◆ Action item
What you return must match the entries exactly, except that the pictures are gone.

Start of Block

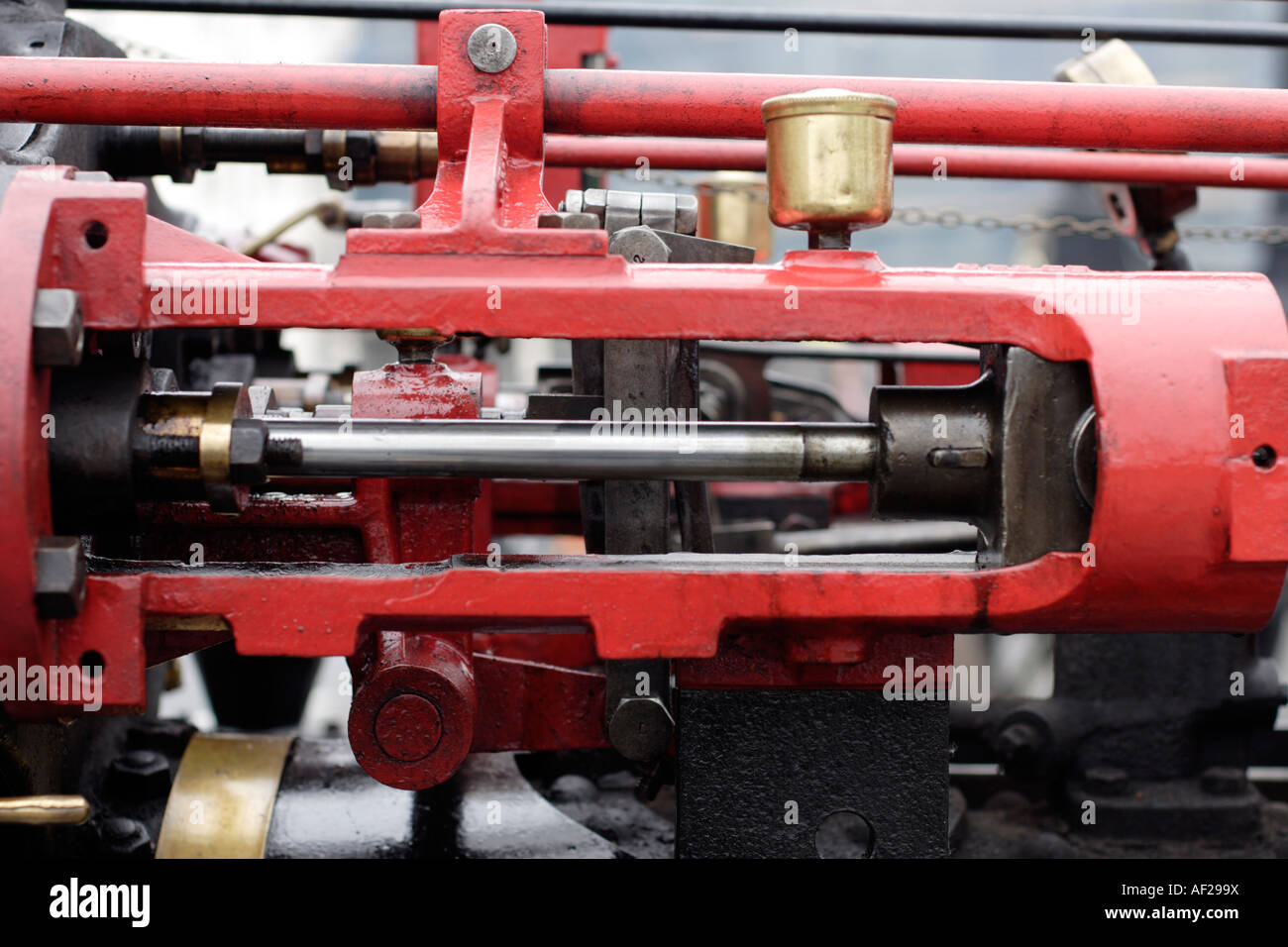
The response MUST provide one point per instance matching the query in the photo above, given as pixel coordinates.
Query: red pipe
(1057, 115)
(917, 159)
(1068, 115)
(137, 91)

End of Block

◆ Response area
The response MUST provide one point per instance matching the query in the photo above, given as pixel coordinates.
Query: red pipe
(1057, 115)
(917, 159)
(1068, 115)
(137, 91)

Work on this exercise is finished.